┌─ FRAGMENT DOKUMENTU

Kiedy przez Polskę przewalała się pierwsza fala pandemii koronawirusa premier Morawiecki zażądał, żeby leżący od czterech lat w ministerialnych szufladach RTR wreszcie został przygotowany i wprowadzony. Pod koniec maja minister Łukasz Szumowski zapowiedział, że RTR będzie gotowy w ciągu 30 dni. Propozycje z resortu zdrowia miały trafić do Ministerstwa Rozwoju, które miało poprowadzić sprawę dalej. Tak się też stało. Ujawnił to podczas branżowej debaty HCC Online wiceminister zdrowia Maciej Miłkowski.
- Projekt noweli ustawy refundacyjnej nie jest jeszcze gotowy, aby skierować go do konsultacji publicznych. Cały czas mamy do czynienia z okresem trudnym czasowo. Myślę, że po wyborach ten okres bezczynności w tym zakresie się zakończy - powiedział cytowany przez branżowe portale wiceminister.
Nie zawsze jest tak, że projekt, który jest procedowany spełnia oczekiwania wszystkich stron. Niektóre grupy wiążą ze zmianami ogromne nadzieje, inne grypy interesów uważają, że rozwiązania nie są dobre, więc je blokują – to jeden z powodów – dodawał Miłkowski.

└─

ZADANIE A
Zacytuj słowo w słowo fragment tekstu o RTR od słów „Nie zawsze jest” do słów „powodów – dodawał Miłkowski.”.
ZADANIE B
Kto według tekstu o RTR ujawnił podczas debaty HCC Online, że propozycje trafiły do Ministerstwa Rozwoju?
Materiał niżej pochodzi z innego źródła.

┌─ WYODRĘBNIONY MATERIAŁ

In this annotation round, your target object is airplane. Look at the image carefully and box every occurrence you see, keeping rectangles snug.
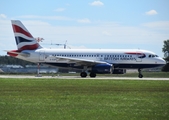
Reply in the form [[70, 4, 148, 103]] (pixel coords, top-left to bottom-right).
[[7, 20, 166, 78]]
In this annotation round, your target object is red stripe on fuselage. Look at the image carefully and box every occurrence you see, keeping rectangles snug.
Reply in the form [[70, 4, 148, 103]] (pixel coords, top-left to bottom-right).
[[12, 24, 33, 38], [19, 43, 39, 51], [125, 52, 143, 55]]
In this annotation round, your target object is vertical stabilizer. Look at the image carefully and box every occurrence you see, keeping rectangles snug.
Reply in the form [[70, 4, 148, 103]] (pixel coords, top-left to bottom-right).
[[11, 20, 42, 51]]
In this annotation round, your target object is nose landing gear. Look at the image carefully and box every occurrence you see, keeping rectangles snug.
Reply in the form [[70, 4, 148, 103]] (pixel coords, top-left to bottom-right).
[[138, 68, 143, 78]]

└─
┌─ WYODRĘBNIONY MATERIAŁ

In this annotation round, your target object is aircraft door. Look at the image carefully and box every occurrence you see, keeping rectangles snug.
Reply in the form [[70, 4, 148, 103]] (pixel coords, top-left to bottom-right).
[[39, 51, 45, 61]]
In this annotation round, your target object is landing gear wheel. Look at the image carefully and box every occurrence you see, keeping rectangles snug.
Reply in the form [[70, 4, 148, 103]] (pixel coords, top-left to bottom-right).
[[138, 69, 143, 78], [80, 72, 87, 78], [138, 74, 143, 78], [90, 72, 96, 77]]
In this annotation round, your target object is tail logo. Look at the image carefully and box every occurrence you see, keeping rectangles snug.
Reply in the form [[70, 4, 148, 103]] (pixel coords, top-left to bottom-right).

└─

OCZEKIWANA ODPOWIEDŹ A
Nie zawsze jest tak, że projekt, który jest procedowany spełnia oczekiwania wszystkich stron. Niektóre grupy wiążą ze zmianami ogromne nadzieje, inne grypy interesów uważają, że rozwiązania nie są dobre, więc je blokują – to jeden z powodów – dodawał Miłkowski.

OCZEKIWANA ODPOWIEDŹ B
Wiceminister zdrowia Maciej Miłkowski.